Directions for this task: Print everything in the GERD text from "In GERD, food, acid, and" down to "painful to swallow.", word for word.

Excerpt:
>>>>>
In GERD, food, acid, and digestive juices flow back into the esophagus, the tube that connects the throat to the stomach. Over time, this causes irritation and swelling, known as esophagitis.
If you have acid exposure in the esophagus for even as little as a few weeks, you can develop inflammation of the lining. It can be very uncomfortable, even painful, and can leave the esophagus vulnerable to even more harmful erosion or scarring.Stomach acid can wear away the esophageal lining, causing sores or ulcers. (Esophageal ulcers are different than stomach ulcers, which are usually due to bacteria.) People with ulcers may spit up or vomit blood, or see it in stool. “It can be red or even darker, coffee-ground-like particulate.
If esophagitis goes on too long, scar tissue can narrow the esophagus. Called a stricture, this can make it hard or painful to swallow.
Large pieces of food can get stuck and may require endoscopy to remove them. You may also be at risk of choking, and you can lose too much weight if you avoid food and drinks because of a stricture. A stricture is treated with a dilation, or stretching, of the esophagus. This may need repeating, but acid-blocking meds such as proton pump inhibitors (PPIs) may prevent it from returning.
Barrett’s esophagus is a condition that develops in some people (about 10%) who have long-term GERD. It is a risk factor for cancer of the esophagus.
<<<<<
Given data:
>>>>>
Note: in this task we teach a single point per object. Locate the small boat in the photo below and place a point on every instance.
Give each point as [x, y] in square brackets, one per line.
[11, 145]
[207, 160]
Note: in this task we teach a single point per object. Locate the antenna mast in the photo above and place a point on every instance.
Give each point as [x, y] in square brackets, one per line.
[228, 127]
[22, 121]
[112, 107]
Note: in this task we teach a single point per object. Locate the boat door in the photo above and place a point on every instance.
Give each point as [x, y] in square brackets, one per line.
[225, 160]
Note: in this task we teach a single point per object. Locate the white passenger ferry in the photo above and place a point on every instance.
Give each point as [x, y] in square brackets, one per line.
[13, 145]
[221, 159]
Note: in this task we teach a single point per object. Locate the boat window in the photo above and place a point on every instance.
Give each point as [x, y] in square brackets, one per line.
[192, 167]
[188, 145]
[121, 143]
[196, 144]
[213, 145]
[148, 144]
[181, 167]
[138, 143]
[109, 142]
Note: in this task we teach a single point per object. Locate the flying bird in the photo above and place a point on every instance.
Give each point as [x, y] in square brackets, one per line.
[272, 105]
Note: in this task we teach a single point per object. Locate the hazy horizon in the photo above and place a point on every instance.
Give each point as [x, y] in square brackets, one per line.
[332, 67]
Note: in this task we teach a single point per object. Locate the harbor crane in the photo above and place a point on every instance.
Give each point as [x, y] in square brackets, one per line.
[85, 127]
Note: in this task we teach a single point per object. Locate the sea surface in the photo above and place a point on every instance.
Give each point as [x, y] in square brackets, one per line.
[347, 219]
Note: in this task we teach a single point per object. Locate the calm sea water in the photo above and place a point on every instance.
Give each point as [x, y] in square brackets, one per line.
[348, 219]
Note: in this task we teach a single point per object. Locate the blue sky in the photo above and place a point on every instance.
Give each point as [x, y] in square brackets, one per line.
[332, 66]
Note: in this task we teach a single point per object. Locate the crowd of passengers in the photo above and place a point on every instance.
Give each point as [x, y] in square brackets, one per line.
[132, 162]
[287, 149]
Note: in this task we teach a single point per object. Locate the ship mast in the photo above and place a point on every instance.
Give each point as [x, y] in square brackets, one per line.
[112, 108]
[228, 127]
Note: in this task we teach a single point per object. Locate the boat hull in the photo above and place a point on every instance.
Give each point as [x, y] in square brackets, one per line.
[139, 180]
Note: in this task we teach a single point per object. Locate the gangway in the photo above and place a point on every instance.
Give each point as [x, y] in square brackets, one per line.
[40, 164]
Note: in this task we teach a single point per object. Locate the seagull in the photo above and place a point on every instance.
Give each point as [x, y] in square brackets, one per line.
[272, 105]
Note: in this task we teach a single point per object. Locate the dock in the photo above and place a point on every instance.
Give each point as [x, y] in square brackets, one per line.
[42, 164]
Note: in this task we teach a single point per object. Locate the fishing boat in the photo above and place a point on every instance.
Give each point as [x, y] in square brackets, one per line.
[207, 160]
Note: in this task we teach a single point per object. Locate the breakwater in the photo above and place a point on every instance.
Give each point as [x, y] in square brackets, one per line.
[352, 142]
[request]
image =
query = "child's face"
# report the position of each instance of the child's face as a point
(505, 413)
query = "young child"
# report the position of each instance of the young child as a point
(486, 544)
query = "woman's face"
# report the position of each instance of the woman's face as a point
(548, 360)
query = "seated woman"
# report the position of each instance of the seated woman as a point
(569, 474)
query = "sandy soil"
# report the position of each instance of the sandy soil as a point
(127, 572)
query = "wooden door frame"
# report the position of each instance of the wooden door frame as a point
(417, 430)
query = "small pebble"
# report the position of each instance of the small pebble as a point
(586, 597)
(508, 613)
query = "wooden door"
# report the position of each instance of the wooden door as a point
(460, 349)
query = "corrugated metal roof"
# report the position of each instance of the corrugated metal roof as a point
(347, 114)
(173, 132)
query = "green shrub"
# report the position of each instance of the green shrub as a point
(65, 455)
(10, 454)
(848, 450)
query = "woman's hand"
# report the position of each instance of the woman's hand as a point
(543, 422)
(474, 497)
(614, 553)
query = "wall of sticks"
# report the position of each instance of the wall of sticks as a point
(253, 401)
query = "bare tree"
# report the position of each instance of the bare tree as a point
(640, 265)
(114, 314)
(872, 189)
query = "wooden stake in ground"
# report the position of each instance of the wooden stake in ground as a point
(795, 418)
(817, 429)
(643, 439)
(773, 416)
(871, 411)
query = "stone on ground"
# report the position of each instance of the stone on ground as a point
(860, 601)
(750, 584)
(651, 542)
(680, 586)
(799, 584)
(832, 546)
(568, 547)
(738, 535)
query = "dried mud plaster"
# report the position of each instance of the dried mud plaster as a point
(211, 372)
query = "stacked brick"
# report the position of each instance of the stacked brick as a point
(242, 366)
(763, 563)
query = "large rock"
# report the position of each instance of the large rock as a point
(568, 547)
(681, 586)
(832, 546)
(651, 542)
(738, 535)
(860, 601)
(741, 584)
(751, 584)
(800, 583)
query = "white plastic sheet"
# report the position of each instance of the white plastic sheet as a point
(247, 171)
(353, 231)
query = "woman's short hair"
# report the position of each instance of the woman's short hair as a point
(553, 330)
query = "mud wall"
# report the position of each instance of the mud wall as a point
<<<<<
>>>>>
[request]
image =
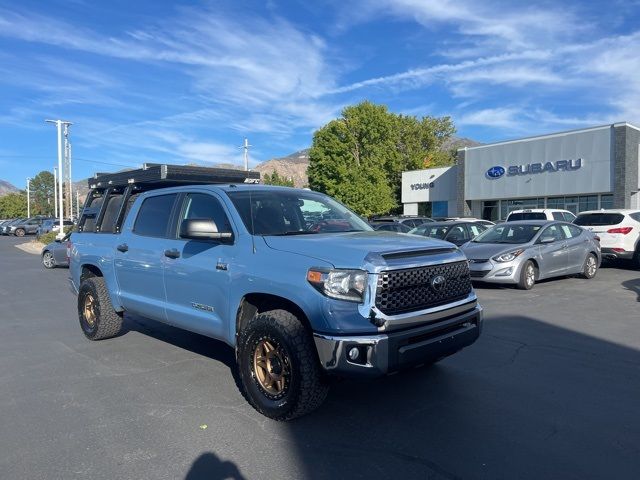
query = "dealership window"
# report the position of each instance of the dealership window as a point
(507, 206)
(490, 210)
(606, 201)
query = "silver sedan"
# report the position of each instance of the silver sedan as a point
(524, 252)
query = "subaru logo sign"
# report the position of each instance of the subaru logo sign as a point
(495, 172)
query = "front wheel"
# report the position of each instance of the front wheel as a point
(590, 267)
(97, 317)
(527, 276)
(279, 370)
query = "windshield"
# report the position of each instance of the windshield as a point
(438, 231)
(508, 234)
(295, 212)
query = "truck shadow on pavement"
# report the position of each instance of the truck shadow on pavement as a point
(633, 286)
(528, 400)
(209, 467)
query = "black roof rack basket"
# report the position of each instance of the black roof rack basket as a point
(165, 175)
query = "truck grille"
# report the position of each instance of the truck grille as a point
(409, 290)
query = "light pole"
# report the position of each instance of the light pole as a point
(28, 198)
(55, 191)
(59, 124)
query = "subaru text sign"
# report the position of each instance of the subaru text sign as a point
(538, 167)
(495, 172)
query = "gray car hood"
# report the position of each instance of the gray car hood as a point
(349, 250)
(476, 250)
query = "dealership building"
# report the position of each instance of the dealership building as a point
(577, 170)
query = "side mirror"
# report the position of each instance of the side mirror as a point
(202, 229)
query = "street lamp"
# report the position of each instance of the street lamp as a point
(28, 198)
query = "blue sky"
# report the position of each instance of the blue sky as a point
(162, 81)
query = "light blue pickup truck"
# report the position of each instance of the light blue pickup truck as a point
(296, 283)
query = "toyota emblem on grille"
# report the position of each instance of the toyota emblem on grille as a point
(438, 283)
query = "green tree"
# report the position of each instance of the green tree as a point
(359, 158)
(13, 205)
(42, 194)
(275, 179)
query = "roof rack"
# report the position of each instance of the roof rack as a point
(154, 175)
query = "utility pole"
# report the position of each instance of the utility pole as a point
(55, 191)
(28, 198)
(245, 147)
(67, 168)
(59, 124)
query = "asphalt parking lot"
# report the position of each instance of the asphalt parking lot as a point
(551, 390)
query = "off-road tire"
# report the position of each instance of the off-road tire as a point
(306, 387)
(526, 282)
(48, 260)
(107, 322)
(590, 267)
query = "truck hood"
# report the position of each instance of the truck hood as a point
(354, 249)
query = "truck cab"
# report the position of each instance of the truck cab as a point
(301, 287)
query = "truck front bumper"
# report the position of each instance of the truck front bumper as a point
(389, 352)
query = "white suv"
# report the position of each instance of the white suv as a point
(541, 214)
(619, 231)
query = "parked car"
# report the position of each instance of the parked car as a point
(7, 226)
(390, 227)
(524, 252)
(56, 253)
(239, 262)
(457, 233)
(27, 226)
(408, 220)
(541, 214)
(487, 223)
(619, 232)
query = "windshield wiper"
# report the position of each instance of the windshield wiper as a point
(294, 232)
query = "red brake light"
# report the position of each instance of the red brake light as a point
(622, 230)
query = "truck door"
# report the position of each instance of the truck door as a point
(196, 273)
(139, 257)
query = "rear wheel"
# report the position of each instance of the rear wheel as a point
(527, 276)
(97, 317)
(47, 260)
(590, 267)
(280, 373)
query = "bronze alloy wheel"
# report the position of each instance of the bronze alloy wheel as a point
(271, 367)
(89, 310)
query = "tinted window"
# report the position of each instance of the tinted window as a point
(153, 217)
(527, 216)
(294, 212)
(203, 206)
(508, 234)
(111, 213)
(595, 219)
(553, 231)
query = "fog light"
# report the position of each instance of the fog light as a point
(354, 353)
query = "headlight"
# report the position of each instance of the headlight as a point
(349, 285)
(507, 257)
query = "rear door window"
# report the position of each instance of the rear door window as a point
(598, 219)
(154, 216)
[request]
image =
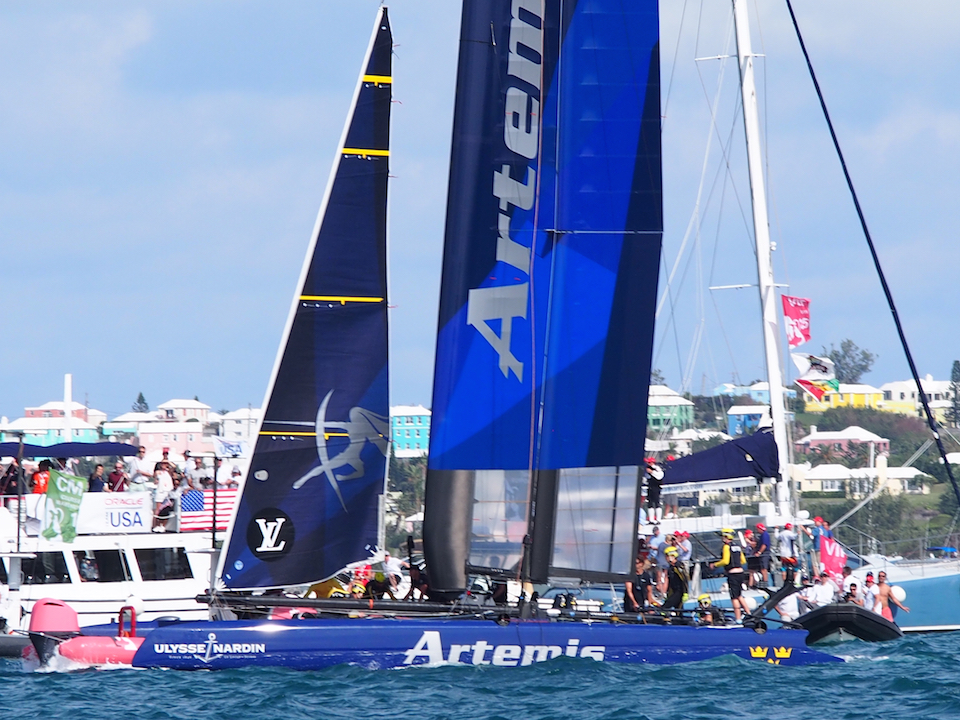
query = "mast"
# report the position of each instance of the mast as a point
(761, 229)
<<<<<
Problem solution:
In GERD, food, acid, and digestive juices flow back into the esophagus, the tube that connects the throat to the stomach. Over time, this causes irritation and swelling, known as esophagitis.
If you have acid exposure in the esophagus for even as little as a few weeks, you can develop inflammation of the lining. It can be very uncomfortable, even painful, and can leave the esophagus vulnerable to even more harmful erosion or scarring.Stomach acid can wear away the esophageal lining, causing sores or ulcers. (Esophageal ulcers are different than stomach ulcers, which are usually due to bacteria.) People with ulcers may spit up or vomit blood, or see it in stool. “It can be red or even darker, coffee-ground-like particulate.
If esophagitis goes on too long, scar tissue can narrow the esophagus. Called a stricture, this can make it hard or painful to swallow.